- **Text excerpt**
****************

Symptomatic extraforaminal gas-containing pseudocyst treated with unilateral biportal endoscopic spinal surgery: a case report and literature review

Background: Gas-containing pseudocyst is an uncommon cause of lumbar radiculopathy and most lumbar gas-containing pseudocysts locate in the spinal canal. While, extraforaminal gas-containing pseudocysts are very rare. Here, we reported a case of extraforaminal gas-containing pseudocyst, which compressed L4 exiting nerve root and caused lumbar radiculopathy.

Case presentation: A 62-year-old female presented with low back pain and radiation to anteromedial aspect of right thigh and anterior aspect of right calf. Computed tomography and magnetic resonance imaging of lumbar spine showed a gas-containing pseudocyst compressing in L4 exiting nerve root right extraforaminal area at L4–5 level. L4 exiting nerve root blocking was performed to confirm the responsible level. Then we performed BESS through a paraspinal approach to remove the gas-containing pseudocyst and release L4 exiting nerve root. Postoperatively, the patient achieved a good outcome and the pain was relieved.

Conclusions: Lumbar gas-containing pseudocyst in extraforaminal area is rare and can cause lumbar radiculopathy. Paraspinal approach BESS is an alternative method to treat extraforaminal gas-containing pseudocyst and can provide good outcome.

****************

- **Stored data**
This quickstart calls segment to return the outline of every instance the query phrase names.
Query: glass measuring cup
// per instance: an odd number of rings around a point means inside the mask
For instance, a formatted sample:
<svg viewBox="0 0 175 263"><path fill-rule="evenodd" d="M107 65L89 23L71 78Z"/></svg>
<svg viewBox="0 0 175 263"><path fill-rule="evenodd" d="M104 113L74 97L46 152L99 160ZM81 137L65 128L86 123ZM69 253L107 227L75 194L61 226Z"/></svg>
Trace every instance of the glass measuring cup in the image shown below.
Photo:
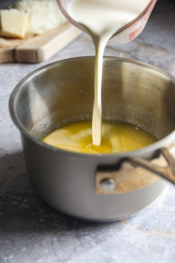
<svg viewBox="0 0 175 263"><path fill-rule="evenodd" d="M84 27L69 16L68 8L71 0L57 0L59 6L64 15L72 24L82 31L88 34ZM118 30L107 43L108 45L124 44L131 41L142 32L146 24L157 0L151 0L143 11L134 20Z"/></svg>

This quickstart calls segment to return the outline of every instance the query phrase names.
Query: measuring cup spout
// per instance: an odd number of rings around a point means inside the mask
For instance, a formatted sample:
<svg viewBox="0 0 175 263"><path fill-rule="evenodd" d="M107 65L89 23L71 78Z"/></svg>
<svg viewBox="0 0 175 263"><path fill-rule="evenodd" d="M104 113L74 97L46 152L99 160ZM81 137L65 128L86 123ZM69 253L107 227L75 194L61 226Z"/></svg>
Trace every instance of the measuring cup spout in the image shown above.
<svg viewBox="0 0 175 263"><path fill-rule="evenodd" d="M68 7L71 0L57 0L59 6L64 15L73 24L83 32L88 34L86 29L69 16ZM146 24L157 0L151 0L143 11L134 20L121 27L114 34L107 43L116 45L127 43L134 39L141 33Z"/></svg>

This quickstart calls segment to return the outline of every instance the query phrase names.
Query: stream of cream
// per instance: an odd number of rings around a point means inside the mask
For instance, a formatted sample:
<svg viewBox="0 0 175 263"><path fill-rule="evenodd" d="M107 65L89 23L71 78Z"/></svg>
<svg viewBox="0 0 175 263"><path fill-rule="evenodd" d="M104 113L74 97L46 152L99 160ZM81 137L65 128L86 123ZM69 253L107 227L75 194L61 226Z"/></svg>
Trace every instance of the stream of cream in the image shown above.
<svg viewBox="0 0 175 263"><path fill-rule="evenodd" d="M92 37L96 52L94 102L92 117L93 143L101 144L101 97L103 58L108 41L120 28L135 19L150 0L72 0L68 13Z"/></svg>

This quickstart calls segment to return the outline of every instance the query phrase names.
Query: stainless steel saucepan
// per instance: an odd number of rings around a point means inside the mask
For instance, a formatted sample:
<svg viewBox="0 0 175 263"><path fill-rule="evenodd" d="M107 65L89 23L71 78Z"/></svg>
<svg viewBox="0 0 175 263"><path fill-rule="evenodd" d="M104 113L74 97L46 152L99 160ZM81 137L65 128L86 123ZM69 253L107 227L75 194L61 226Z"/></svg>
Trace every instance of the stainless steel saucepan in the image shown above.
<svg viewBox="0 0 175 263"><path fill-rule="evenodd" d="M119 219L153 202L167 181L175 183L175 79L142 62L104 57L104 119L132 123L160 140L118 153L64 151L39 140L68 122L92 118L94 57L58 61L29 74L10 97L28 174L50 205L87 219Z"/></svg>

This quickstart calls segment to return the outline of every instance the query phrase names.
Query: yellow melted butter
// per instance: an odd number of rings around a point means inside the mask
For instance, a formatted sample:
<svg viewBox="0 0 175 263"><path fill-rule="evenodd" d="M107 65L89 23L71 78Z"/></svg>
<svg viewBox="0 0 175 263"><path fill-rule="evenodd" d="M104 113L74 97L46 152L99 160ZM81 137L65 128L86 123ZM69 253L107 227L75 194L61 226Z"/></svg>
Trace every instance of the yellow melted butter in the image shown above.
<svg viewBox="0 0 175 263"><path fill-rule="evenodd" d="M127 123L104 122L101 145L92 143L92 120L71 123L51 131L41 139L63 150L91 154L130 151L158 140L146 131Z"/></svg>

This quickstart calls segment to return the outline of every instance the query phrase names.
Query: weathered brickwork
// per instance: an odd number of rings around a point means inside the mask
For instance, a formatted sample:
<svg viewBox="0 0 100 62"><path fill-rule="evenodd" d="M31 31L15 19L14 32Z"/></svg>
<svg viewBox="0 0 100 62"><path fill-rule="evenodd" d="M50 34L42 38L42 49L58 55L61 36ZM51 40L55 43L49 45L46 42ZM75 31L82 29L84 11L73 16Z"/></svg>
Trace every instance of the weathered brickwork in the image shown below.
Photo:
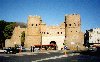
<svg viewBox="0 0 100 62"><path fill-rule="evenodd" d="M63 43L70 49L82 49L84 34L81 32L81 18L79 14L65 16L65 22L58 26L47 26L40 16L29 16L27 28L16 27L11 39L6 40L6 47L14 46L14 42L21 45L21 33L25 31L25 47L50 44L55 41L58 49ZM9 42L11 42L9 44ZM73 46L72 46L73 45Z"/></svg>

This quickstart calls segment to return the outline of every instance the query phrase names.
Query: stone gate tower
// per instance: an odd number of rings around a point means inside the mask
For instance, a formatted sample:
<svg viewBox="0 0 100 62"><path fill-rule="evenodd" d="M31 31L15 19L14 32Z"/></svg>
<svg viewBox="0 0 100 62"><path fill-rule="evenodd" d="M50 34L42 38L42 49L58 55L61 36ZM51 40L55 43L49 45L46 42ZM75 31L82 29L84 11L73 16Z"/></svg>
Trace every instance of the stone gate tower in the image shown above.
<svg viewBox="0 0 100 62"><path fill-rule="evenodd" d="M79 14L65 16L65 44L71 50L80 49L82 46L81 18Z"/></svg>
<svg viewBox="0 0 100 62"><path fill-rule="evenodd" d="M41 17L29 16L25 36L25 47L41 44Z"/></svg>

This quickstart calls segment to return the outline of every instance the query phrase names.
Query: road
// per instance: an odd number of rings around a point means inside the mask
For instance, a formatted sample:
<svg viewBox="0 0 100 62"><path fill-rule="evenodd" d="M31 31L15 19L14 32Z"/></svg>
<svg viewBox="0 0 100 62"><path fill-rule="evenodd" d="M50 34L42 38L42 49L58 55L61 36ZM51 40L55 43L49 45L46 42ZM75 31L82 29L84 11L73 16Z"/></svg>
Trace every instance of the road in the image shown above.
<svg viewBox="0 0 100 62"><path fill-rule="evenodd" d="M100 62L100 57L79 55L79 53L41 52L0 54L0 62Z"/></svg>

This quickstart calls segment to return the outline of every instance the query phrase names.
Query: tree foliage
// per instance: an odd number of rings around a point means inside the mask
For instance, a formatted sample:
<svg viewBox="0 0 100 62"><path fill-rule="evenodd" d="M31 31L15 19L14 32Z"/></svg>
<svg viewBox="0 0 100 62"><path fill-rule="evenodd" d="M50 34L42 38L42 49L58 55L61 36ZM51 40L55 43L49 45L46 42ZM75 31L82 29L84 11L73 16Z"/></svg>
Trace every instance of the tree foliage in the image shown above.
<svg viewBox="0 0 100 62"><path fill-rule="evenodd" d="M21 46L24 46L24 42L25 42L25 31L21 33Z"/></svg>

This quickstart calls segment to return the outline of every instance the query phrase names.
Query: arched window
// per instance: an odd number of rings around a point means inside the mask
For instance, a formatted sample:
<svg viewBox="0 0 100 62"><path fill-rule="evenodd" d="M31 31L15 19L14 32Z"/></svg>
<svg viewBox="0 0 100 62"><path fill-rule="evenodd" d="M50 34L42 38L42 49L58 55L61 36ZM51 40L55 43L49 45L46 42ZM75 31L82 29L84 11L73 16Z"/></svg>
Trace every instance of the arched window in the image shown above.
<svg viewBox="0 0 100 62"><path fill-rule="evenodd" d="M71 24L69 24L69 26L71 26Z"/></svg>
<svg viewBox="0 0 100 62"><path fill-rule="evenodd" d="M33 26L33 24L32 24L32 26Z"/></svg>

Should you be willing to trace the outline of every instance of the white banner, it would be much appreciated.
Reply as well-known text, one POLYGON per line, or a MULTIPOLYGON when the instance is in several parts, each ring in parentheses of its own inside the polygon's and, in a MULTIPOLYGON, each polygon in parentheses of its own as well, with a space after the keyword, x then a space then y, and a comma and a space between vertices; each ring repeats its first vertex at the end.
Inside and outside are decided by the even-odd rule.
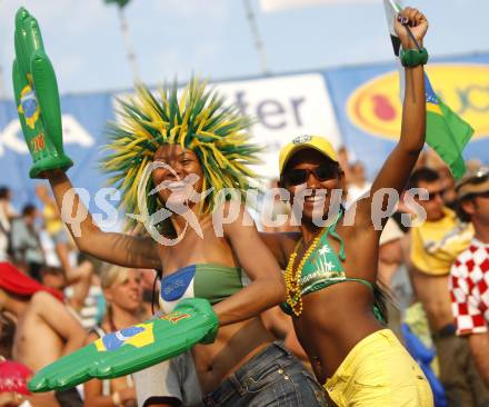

****************

- **Problem requirements**
Revise the case report starting with "Case presentation: A" and going on through "provide good outcome.", putting "UBE" in place of "BESS". None of the stored data is needed here.

- **Exercise solution**
Case presentation: A 62-year-old female presented with low back pain and radiation to anteromedial aspect of right thigh and anterior aspect of right calf. Computed tomography and magnetic resonance imaging of lumbar spine showed a gas-containing pseudocyst compressing in L4 exiting nerve root right extraforaminal area at L4–5 level. L4 exiting nerve root blocking was performed to confirm the responsible level. Then we performed UBE through a paraspinal approach to remove the gas-containing pseudocyst and release L4 exiting nerve root. Postoperatively, the patient achieved a good outcome and the pain was relieved.

Conclusions: Lumbar gas-containing pseudocyst in extraforaminal area is rare and can cause lumbar radiculopathy. Paraspinal approach UBE is an alternative method to treat extraforaminal gas-containing pseudocyst and can provide good outcome.